◆ Your instructions
Could you please reproduce the entries exactly, leaving out any pictures?

***** Records shown *****

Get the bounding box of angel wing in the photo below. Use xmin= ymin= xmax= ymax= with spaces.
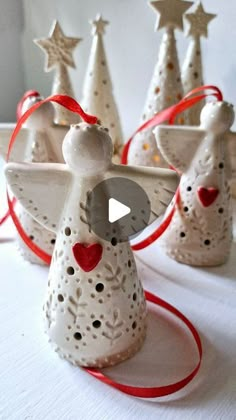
xmin=5 ymin=162 xmax=72 ymax=232
xmin=105 ymin=164 xmax=179 ymax=222
xmin=0 ymin=124 xmax=31 ymax=162
xmin=154 ymin=126 xmax=205 ymax=173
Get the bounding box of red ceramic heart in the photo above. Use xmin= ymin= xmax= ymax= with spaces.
xmin=72 ymin=242 xmax=103 ymax=272
xmin=197 ymin=187 xmax=219 ymax=207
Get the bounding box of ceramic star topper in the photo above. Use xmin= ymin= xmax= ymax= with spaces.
xmin=5 ymin=123 xmax=178 ymax=367
xmin=185 ymin=2 xmax=216 ymax=38
xmin=90 ymin=14 xmax=109 ymax=35
xmin=150 ymin=0 xmax=193 ymax=31
xmin=35 ymin=20 xmax=81 ymax=70
xmin=34 ymin=21 xmax=82 ymax=125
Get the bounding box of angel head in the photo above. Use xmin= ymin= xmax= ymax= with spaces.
xmin=200 ymin=101 xmax=235 ymax=134
xmin=21 ymin=95 xmax=55 ymax=130
xmin=62 ymin=123 xmax=113 ymax=176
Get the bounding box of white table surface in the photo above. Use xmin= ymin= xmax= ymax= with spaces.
xmin=0 ymin=185 xmax=235 ymax=419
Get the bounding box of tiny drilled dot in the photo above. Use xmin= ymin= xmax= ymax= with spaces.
xmin=111 ymin=237 xmax=117 ymax=246
xmin=67 ymin=267 xmax=74 ymax=275
xmin=74 ymin=332 xmax=82 ymax=340
xmin=57 ymin=294 xmax=64 ymax=302
xmin=65 ymin=227 xmax=71 ymax=236
xmin=93 ymin=320 xmax=101 ymax=328
xmin=95 ymin=283 xmax=104 ymax=292
xmin=142 ymin=143 xmax=150 ymax=151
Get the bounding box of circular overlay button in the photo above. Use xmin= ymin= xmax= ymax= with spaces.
xmin=85 ymin=177 xmax=151 ymax=243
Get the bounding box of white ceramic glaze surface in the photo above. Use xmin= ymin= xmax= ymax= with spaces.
xmin=155 ymin=100 xmax=235 ymax=266
xmin=5 ymin=123 xmax=178 ymax=367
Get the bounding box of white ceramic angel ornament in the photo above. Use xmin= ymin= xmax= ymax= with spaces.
xmin=154 ymin=100 xmax=235 ymax=266
xmin=1 ymin=94 xmax=68 ymax=264
xmin=5 ymin=124 xmax=178 ymax=367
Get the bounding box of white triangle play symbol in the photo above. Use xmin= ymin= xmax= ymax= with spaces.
xmin=108 ymin=198 xmax=131 ymax=223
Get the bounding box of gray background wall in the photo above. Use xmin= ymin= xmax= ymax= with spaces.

*****

◆ Reply to the exercise
Get the bounding box of angel wing in the photo below. Use xmin= ymin= xmax= ymax= with spaces.
xmin=5 ymin=162 xmax=72 ymax=232
xmin=105 ymin=164 xmax=179 ymax=222
xmin=0 ymin=124 xmax=31 ymax=162
xmin=154 ymin=126 xmax=205 ymax=173
Get the bounding box of red ceramic heart in the photo above. Use xmin= ymin= xmax= ymax= with spaces.
xmin=72 ymin=242 xmax=103 ymax=272
xmin=197 ymin=187 xmax=219 ymax=207
Get the bounding box of ceramic star topper in the photo above. Use xmin= ymin= xmax= ymax= with spaces.
xmin=5 ymin=123 xmax=178 ymax=367
xmin=185 ymin=2 xmax=216 ymax=38
xmin=90 ymin=14 xmax=109 ymax=35
xmin=150 ymin=0 xmax=193 ymax=31
xmin=35 ymin=20 xmax=81 ymax=70
xmin=34 ymin=21 xmax=82 ymax=125
Get the bounding box of angel head in the photo above. Use xmin= ymin= xmax= ymax= with spaces.
xmin=200 ymin=101 xmax=235 ymax=134
xmin=21 ymin=95 xmax=55 ymax=130
xmin=62 ymin=123 xmax=113 ymax=176
Get the bounding box of white table surface in the photo above. Use xmin= ymin= xmax= ymax= with spaces.
xmin=0 ymin=185 xmax=235 ymax=419
Get the bounding box of tiny drilled dot in the photo above. Use xmin= ymin= xmax= ymax= with spaces.
xmin=111 ymin=237 xmax=117 ymax=246
xmin=67 ymin=267 xmax=74 ymax=275
xmin=74 ymin=332 xmax=82 ymax=340
xmin=57 ymin=294 xmax=64 ymax=302
xmin=65 ymin=227 xmax=71 ymax=236
xmin=93 ymin=320 xmax=101 ymax=328
xmin=95 ymin=283 xmax=104 ymax=292
xmin=142 ymin=143 xmax=150 ymax=151
Get the bounding box of circular overlay button in the photo above. Use xmin= ymin= xmax= ymax= with spaces.
xmin=85 ymin=177 xmax=151 ymax=243
Get the bounding box of white ceramic glaze surface in the photo above. Use xmin= ymin= xmax= ymax= with spaces.
xmin=155 ymin=100 xmax=235 ymax=266
xmin=5 ymin=123 xmax=178 ymax=367
Get the bounding box of white ceramic angel ornament in the photo above. Use xmin= ymin= xmax= ymax= with spaces.
xmin=154 ymin=100 xmax=235 ymax=266
xmin=1 ymin=94 xmax=68 ymax=264
xmin=5 ymin=124 xmax=178 ymax=367
Get the bounding box of white triangle play symbol in the photo above. Use xmin= ymin= xmax= ymax= with spaces.
xmin=108 ymin=198 xmax=131 ymax=223
Get the bounding box of gray background wall in the photo above. Use xmin= ymin= xmax= ymax= with spaces.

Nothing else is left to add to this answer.